Supplied information →
* * * * * * *
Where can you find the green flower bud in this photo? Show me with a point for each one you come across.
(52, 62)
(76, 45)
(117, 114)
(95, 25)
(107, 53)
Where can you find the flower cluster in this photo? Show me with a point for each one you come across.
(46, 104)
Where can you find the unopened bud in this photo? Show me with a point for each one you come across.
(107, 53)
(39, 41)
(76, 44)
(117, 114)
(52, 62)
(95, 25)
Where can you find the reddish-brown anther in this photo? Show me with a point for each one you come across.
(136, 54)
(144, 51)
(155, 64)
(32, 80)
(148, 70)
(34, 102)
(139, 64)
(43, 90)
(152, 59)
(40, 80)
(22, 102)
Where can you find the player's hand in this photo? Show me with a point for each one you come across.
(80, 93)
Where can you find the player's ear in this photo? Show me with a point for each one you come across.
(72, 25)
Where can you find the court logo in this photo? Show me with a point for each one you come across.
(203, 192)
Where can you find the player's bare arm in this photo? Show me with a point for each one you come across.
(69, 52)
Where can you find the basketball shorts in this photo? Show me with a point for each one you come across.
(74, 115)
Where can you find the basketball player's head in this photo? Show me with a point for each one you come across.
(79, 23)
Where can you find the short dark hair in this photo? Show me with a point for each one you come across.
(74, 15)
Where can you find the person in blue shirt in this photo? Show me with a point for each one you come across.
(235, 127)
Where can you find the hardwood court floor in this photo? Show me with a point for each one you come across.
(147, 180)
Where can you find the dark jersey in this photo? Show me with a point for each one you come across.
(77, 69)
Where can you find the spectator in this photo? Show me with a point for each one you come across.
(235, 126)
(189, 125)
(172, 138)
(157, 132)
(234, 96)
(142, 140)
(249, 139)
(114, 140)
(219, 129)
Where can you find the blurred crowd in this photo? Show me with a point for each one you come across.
* * * * * * *
Exercise details → Copy every row above verbatim, keeping the original order and line breaks.

Result of the task →
Where can you find the green flower bud in this photo? Show me with a point for each one you come across.
(52, 62)
(76, 45)
(117, 114)
(95, 25)
(107, 53)
Where can you find the flower cluster in this photo? Show me with a point for each one you come across.
(46, 104)
Where can you find the unopened bud in this photo? Show me with a point for each one you come across.
(107, 53)
(39, 41)
(76, 44)
(117, 114)
(52, 62)
(95, 25)
Where can you find the reddish-brown anther in this photo? Show me with a point for each one you come across.
(136, 54)
(144, 51)
(155, 64)
(32, 80)
(148, 70)
(34, 102)
(139, 64)
(43, 90)
(152, 59)
(40, 80)
(22, 102)
Where can you find the player's hand in this photo? Show me with a point for each one you come across.
(80, 93)
Where can you find the player's ear in this photo? Show me with a point for each one you come across.
(72, 25)
Where can you find the court logo in this photo? Show me with a point for each one you come across.
(203, 192)
Where can you find the player's bare arm in this photo? Show me with a point for each one you come across.
(69, 52)
Where can you find the basketball shorts in this photo? Show me with a point for each one you come across.
(74, 115)
Where can you find the basketball player's head in this photo? Show me with a point for each one you come across.
(79, 23)
Where can you find the short dark hair in this photo? Show me with a point for each one you come across.
(74, 15)
Where can you find the person in blue shirt in this photo? Show me with a point for each one you come across.
(235, 127)
Where can you find the hardwood court floor in this photo? Show me with a point for each one you come across.
(147, 180)
Where can you find the dark jersey in this photo? Show me with a point for each one you come across.
(77, 69)
Where can you find the spectator in this photo? Show me with a point for each one you come across.
(235, 126)
(189, 125)
(172, 138)
(157, 132)
(234, 96)
(142, 140)
(249, 139)
(114, 140)
(219, 129)
Where can you find the blurred crowd in this photo? Show me with a point for each one you come across.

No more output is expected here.